= YOUR OBJECTIVE =
Convert the records below into a numbered list, one line per item, omitting blank lines.

= EXERCISE DATA =
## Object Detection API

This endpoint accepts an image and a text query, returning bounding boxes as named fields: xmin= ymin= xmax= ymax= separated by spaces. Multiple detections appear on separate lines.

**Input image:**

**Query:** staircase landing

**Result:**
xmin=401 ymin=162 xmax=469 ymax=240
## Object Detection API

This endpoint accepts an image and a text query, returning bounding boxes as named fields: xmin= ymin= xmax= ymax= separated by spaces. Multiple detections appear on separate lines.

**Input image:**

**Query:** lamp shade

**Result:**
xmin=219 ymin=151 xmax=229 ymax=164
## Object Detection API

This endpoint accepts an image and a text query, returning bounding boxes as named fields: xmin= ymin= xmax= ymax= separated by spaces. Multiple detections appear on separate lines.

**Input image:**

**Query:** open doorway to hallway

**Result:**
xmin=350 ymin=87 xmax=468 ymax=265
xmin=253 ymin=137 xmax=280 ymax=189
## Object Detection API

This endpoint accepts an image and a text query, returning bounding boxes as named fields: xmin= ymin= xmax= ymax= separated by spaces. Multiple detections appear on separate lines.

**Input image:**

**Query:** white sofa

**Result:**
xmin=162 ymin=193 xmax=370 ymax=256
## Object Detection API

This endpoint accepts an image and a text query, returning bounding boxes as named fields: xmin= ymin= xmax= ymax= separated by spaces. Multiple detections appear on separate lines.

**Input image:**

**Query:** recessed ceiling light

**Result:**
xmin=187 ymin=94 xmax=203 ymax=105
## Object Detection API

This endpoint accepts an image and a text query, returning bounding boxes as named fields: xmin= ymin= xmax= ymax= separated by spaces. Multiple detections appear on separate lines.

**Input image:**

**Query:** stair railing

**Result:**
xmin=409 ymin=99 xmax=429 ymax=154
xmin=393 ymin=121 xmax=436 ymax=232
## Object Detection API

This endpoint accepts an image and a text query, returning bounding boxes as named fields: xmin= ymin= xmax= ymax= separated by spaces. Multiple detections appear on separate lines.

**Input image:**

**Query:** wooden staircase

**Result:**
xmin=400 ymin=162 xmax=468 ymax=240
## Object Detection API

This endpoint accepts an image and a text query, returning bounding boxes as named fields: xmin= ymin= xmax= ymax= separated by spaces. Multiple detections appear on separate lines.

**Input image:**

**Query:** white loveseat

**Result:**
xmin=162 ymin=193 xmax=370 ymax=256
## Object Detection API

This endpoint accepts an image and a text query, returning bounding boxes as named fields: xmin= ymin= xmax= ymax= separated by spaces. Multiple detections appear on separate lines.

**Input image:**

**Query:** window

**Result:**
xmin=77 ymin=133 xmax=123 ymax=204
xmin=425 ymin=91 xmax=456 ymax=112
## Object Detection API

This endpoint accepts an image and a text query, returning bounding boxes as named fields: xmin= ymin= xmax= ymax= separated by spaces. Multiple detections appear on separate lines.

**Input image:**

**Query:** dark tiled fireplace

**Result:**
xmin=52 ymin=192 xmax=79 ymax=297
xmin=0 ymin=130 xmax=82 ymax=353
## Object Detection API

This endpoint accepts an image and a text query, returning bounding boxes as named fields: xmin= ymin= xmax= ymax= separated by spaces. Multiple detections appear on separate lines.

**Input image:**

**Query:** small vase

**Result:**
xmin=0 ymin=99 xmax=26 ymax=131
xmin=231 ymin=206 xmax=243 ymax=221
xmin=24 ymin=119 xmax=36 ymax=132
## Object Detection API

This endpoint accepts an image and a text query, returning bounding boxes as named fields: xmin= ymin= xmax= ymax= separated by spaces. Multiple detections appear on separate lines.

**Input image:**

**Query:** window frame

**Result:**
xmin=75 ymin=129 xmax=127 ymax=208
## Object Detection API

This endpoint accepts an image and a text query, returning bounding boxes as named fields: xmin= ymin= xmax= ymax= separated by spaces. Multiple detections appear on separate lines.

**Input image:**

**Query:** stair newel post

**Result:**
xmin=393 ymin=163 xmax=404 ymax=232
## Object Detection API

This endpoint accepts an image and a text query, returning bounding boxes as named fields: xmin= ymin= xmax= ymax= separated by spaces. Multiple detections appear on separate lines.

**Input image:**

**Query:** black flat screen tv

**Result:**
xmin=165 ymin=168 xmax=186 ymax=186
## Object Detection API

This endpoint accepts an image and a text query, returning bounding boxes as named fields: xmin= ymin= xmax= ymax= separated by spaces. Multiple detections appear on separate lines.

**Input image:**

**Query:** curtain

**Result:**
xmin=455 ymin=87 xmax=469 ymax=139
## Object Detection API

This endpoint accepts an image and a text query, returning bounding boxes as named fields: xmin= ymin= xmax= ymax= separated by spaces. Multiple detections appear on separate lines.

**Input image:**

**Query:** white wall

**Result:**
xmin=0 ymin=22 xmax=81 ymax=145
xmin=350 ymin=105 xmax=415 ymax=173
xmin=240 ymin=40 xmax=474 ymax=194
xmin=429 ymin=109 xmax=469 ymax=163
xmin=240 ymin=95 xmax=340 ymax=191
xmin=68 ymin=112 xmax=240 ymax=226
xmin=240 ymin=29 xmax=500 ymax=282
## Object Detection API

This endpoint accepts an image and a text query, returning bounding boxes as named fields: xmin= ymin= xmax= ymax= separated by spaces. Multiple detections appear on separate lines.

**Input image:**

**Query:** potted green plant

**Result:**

= SOLVED PROBLEM =
1. ## Object Detection API
2. This endpoint accepts an image and a text query, returning bounding boxes as named fields: xmin= ymin= xmax= ymax= separated by spaces. Multiple detections appear on separate lines.
3. **Input image:**
4. **Query:** staircase landing
5. **Result:**
6. xmin=401 ymin=162 xmax=469 ymax=240
7. ## Object Detection API
8. This endpoint accepts an image and a text query, returning bounding boxes as named fields: xmin= ymin= xmax= ymax= separated by spaces. Multiple detections appear on separate lines.
9. **Input image:**
10. **Query:** lamp shade
11. **Result:**
12. xmin=219 ymin=151 xmax=229 ymax=164
13. ## Object Detection API
14. This endpoint accepts an image and a text query, returning bounding boxes as named fields: xmin= ymin= xmax= ymax= separated by spaces. Multiple detections appear on separate lines.
15. **Input image:**
16. **Query:** open doorway to hallway
17. **Result:**
18. xmin=350 ymin=87 xmax=468 ymax=265
19. xmin=253 ymin=137 xmax=280 ymax=189
20. ## Object Detection API
21. This endpoint accepts an image and a text query, returning bounding boxes as named fields: xmin= ymin= xmax= ymax= separated by spaces. Multiple detections appear on separate lines.
22. **Input image:**
23. **Query:** white sofa
24. **Result:**
25. xmin=162 ymin=193 xmax=370 ymax=256
26. ## Object Detection API
27. This endpoint accepts an image and a text query, returning bounding boxes as named fields: xmin= ymin= xmax= ymax= separated by spaces. Multiple detections appear on separate lines.
28. **Input image:**
29. **Query:** recessed ceiling light
30. **Result:**
31. xmin=187 ymin=94 xmax=203 ymax=105
32. ## Object Detection API
33. This endpoint accepts an image and a text query, returning bounding boxes as named fields: xmin= ymin= xmax= ymax= separated by spaces. Multiple detections appear on separate lines.
34. **Input image:**
35. **Query:** stair railing
36. **Result:**
37. xmin=409 ymin=99 xmax=429 ymax=154
38. xmin=393 ymin=121 xmax=436 ymax=232
39. ## Object Detection API
40. This endpoint accepts an image and a text query, returning bounding boxes as named fields: xmin= ymin= xmax= ymax= separated by spaces. Multiple detections appear on separate lines.
41. **Input image:**
42. **Query:** wooden staircase
43. **Result:**
44. xmin=400 ymin=162 xmax=468 ymax=240
45. ## Object Detection API
46. This endpoint accepts an image and a text query, returning bounding boxes as named fields: xmin= ymin= xmax= ymax= separated by spaces. Multiple detections appear on separate lines.
47. **Input image:**
48. **Query:** white loveseat
49. **Result:**
50. xmin=162 ymin=193 xmax=370 ymax=256
51. ## Object Detection API
52. This endpoint accepts an image and a text query, returning bounding boxes as named fields: xmin= ymin= xmax= ymax= separated by spaces. Multiple detections appear on separate lines.
53. **Input image:**
54. **Query:** window
55. **Result:**
56. xmin=77 ymin=133 xmax=123 ymax=204
57. xmin=425 ymin=91 xmax=456 ymax=112
58. ## Object Detection API
59. This endpoint accepts an image and a text query, returning bounding boxes as named fields: xmin= ymin= xmax= ymax= separated by spaces. Multiple detections appear on separate lines.
60. **Input image:**
61. **Query:** dark tiled fireplace
62. **Result:**
63. xmin=52 ymin=192 xmax=79 ymax=297
64. xmin=0 ymin=130 xmax=82 ymax=353
65. ## Object Detection API
66. This endpoint accepts an image and a text query, returning bounding boxes as named fields: xmin= ymin= xmax= ymax= separated by spaces. Multiple detections appear on separate lines.
67. **Input image:**
68. **Query:** small vase
69. **Result:**
70. xmin=0 ymin=99 xmax=26 ymax=131
71. xmin=231 ymin=206 xmax=243 ymax=221
72. xmin=24 ymin=119 xmax=36 ymax=132
73. ## Object Detection API
74. This endpoint accepts an image and a text query, returning bounding boxes as named fields: xmin= ymin= xmax= ymax= separated by spaces. Multiple detections appear on separate lines.
75. **Input image:**
76. **Query:** window frame
77. **Result:**
78. xmin=75 ymin=129 xmax=127 ymax=208
79. ## Object Detection API
80. This endpoint accepts an image and a text query, returning bounding boxes as named fields: xmin= ymin= xmax= ymax= separated by spaces. Multiple detections appear on separate lines.
81. **Input image:**
82. **Query:** stair newel post
83. **Result:**
84. xmin=393 ymin=163 xmax=404 ymax=232
85. ## Object Detection API
86. This endpoint accepts an image and a text query, returning bounding boxes as named fields: xmin= ymin= xmax= ymax= separated by spaces. Multiple detections appear on separate lines.
87. **Input image:**
88. **Query:** black flat screen tv
89. **Result:**
90. xmin=165 ymin=168 xmax=186 ymax=186
91. ## Object Detection API
92. This endpoint accepts an image and a text query, returning bounding boxes as named fields: xmin= ymin= xmax= ymax= separated by spaces. Multiple detections appear on separate lines.
93. **Input image:**
94. **Query:** curtain
95. **Result:**
96. xmin=455 ymin=87 xmax=469 ymax=139
97. ## Object Detection API
98. This endpoint accepts an image and a text query, returning bounding boxes as named fields: xmin= ymin= xmax= ymax= separated by spaces. Multiple detections appear on separate lines.
99. **Input image:**
100. **Query:** white wall
101. **Result:**
102. xmin=0 ymin=22 xmax=81 ymax=145
103. xmin=350 ymin=105 xmax=415 ymax=173
104. xmin=240 ymin=40 xmax=474 ymax=194
105. xmin=429 ymin=109 xmax=469 ymax=163
106. xmin=240 ymin=95 xmax=340 ymax=191
107. xmin=68 ymin=112 xmax=240 ymax=226
108. xmin=240 ymin=29 xmax=500 ymax=282
109. ## Object Detection API
110. This endpoint accepts an image and a text query, returning bounding boxes as named fields: xmin= ymin= xmax= ymax= separated by spaces. Multiple detections appear on separate lines.
111. **Input image:**
112. **Query:** potted green plant
113. **Result:**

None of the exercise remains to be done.